It’s Friday night and I’m on a leaving do in West Bridgford. Swatts is leaving Ergo Computing after 8 years as Marketing Manager. It’s a good turnout, all the old school are here. Taggart has made an appearance; he normally gets himself in a right two and eight. Last time, following the Ergo Strictly Come Dancing Christmas Party held at the Nottingham Council House, he got so pished that he fell into a taxi and ended up in KEGWORTH rather than KEYWORTH. He is a real character though and from Glasgow.
It’s 10pm, I’ve had six pints of Yorker from the Leeds Brewery, I feel more off balance than Ronaldo. I had a George Best undercoat before I came out (a pint of milk) but it’s made no difference, I feel terrible. There’s mutterings of us going to the Monkey Tree or some other dreadful dive (Fire n Ice) I bail out and catch the bus home, I’ve a big day out in Shirebrook tomorrow.
Mrs P is having her hair done, that’ll be a financial blow. I leave the kids playing cricket in the back garden with strict instructions not to hit the ball into George and Mildred’s garden.

**WHAT TO DO**.
A: Check each statement against the account of the leaving do and answer yes or no, quoting the words from the text that decide it: (i) Swatts worked at Ergo Computing for 8 years as Marketing Manager. (ii) The narrator went on to the Monkey Tree after the leaving do. (iii) Taggart is from Glasgow.
B: Quote the account of the leaving do word for word, starting with "Mrs P is having" and going on through "and Mildred’s garden.".
C: Summarize the account of the leaving do in two sentences.

**PROVIDED MATERIAL**.
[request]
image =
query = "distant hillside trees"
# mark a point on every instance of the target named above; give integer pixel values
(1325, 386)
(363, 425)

...

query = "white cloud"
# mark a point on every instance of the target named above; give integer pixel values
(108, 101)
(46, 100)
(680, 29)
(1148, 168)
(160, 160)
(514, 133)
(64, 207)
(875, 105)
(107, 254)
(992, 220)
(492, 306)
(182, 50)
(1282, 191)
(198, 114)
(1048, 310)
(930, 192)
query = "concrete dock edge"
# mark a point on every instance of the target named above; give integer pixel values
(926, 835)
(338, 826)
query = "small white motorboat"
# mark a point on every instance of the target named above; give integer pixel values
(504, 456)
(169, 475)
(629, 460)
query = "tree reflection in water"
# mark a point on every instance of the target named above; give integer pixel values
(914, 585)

==

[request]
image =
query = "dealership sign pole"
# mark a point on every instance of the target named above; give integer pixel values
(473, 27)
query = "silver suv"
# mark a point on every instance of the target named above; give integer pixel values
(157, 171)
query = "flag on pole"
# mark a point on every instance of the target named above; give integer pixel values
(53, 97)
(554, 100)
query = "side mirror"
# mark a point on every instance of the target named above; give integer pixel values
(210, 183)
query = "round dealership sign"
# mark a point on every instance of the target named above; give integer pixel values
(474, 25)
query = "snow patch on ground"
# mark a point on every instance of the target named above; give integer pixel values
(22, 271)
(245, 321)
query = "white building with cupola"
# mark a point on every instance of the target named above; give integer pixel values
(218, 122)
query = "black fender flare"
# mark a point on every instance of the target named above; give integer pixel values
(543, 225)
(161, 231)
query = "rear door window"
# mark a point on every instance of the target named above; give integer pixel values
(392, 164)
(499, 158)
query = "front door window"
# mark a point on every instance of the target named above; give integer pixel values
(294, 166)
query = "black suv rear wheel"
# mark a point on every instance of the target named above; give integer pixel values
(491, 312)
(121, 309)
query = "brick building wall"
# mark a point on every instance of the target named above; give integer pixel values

**TASK-BY-TASK RESULTS**.
A:
(i) Yes: "Swatts is leaving Ergo Computing after 8 years as Marketing Manager."
(ii) No: "I bail out and catch the bus home"
(iii) Yes: "He is a real character though and from Glasgow."

B:
Mrs P is having her hair done, that’ll be a financial blow. I leave the kids playing cricket in the back garden with strict instructions not to hit the ball into George and Mildred’s garden.

C: On a Friday night the narrator is at a leaving do in West Bridgford for Swatts, who is leaving Ergo Computing after 8 years as Marketing Manager. By 10pm the narrator has had six pints and feels terrible, so when there is talk of moving on to another venue, the narrator bails out and catches the bus home ahead of a big day out in Shirebrook.